======== Working data ========
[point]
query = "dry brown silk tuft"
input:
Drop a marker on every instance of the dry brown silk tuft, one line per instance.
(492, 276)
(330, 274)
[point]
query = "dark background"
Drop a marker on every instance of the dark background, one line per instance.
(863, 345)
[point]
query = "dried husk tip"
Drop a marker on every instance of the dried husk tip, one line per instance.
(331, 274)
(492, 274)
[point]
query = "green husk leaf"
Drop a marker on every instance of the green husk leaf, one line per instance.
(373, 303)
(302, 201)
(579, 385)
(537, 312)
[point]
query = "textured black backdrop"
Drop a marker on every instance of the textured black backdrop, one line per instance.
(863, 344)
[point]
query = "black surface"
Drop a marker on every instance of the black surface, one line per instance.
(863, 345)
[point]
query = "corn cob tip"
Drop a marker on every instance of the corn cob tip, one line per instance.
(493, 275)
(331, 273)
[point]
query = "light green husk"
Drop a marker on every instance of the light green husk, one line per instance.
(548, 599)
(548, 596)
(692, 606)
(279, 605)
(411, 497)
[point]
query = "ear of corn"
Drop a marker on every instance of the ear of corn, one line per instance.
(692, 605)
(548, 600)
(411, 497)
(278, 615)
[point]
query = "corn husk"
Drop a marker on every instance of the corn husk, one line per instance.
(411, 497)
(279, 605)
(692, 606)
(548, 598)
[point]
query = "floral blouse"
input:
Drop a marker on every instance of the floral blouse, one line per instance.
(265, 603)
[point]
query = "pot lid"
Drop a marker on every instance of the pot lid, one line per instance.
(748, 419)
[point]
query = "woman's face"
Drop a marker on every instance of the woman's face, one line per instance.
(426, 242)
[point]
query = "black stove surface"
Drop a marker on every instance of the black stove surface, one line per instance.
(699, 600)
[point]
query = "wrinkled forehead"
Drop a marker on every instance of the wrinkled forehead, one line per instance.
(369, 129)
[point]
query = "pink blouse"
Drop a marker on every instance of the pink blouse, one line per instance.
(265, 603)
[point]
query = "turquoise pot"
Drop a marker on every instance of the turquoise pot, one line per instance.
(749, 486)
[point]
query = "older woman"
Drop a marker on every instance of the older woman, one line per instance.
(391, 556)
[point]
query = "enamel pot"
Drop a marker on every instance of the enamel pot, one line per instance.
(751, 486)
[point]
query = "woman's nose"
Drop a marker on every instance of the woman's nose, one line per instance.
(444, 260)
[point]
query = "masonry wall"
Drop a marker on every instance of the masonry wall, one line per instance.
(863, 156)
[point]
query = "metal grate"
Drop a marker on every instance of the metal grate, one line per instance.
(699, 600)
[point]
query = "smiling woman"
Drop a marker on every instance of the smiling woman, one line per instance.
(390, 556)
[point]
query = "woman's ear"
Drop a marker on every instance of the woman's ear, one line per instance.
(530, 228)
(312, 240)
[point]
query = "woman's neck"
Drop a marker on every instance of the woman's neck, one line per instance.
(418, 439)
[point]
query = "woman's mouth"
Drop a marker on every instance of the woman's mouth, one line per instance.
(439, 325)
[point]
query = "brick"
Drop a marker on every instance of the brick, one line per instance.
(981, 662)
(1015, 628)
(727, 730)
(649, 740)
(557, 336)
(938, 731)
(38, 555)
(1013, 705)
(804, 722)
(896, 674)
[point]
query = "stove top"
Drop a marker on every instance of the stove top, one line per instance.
========
**Problem statement**
Exactly as written above, please repeat the entries.

**Correct output**
[point]
query = "dry brown silk tuft"
input:
Drop a marker on every instance of the dry brown silk tuft, one line per instance.
(492, 276)
(330, 274)
[point]
query = "dark background"
Drop a marker on every instance of the dark background, one line per instance.
(863, 345)
[point]
query = "dried husk tip"
Drop a marker on every instance of the dried husk tip, one line per instance.
(331, 274)
(492, 274)
[point]
query = "green husk leaf"
Drop a marker on every instance of the green husk leaf, one line per instance.
(373, 303)
(302, 201)
(579, 385)
(537, 312)
[point]
query = "textured black backdrop"
Drop a marker on every instance of the textured black backdrop, one line per instance.
(863, 344)
[point]
query = "black surface"
Drop a marker on every instance of the black surface, one line per instance.
(863, 345)
[point]
query = "corn cob tip"
Drop a marker on every instance of the corn cob tip, one line per instance.
(493, 275)
(331, 273)
[point]
query = "light green husk"
Drop a marker on every instance of the light green husk, one line per instance.
(548, 599)
(548, 596)
(692, 606)
(279, 605)
(411, 497)
[point]
query = "ear of corn"
Drop a marker on every instance of the ear of corn, one line per instance.
(692, 605)
(548, 600)
(411, 497)
(278, 615)
[point]
query = "corn husk"
Drop a marker on every instance of the corn husk, one line per instance.
(411, 497)
(279, 605)
(692, 606)
(548, 598)
[point]
query = "floral blouse"
input:
Drop a marker on every instance of the floral blouse, one line per instance.
(265, 603)
[point]
query = "pot lid"
Drop a marker on every instance of the pot lid, one line per instance.
(748, 419)
[point]
query = "woman's face"
Drop a marker on every instance of the woman's face, one line per instance.
(426, 242)
[point]
query = "black stove surface"
Drop a marker on every instance of the black stove surface, one line per instance.
(699, 600)
[point]
query = "wrinkled forehead"
Drop a marker on every instance of the wrinkled forehead, one line per instance.
(369, 129)
[point]
query = "pink blouse"
Drop a marker on every instance of the pink blouse, one line per instance.
(265, 603)
[point]
query = "turquoise pot"
Drop a marker on every instance of the turquoise pot, one line per instance.
(749, 486)
[point]
query = "older woman"
Drop a marker on every instance of the older woman, one line per instance.
(391, 556)
[point]
query = "enamel pot"
Drop a marker on every instance of the enamel pot, one line per instance.
(751, 486)
[point]
query = "woman's nose"
Drop a marker on every instance of the woman's nose, one line per instance.
(444, 260)
[point]
query = "masonry wall"
Drop a marker on every instance of the masonry wall, one line per instance.
(863, 156)
[point]
query = "metal grate"
Drop a marker on every instance of the metal grate, one line per instance.
(699, 600)
[point]
query = "smiling woman"
Drop a marker on every instance of the smiling woman, one line per instance.
(390, 556)
[point]
query = "woman's ear"
Drop a marker on every instance of the woman's ear, one line per instance.
(530, 228)
(312, 240)
[point]
query = "woman's neck"
Drop a marker on every instance of the woman's neck, one line per instance.
(418, 439)
[point]
query = "woman's mouth"
Drop a marker on every instance of the woman's mouth, one line per instance.
(439, 325)
[point]
query = "brick"
Drop a marker on every instance of the brick, one line per instance.
(981, 662)
(1015, 628)
(727, 730)
(649, 740)
(557, 336)
(938, 731)
(38, 555)
(1013, 705)
(804, 722)
(896, 674)
[point]
query = "stove top"
Drop a marker on every instance of the stove top, one line per instance.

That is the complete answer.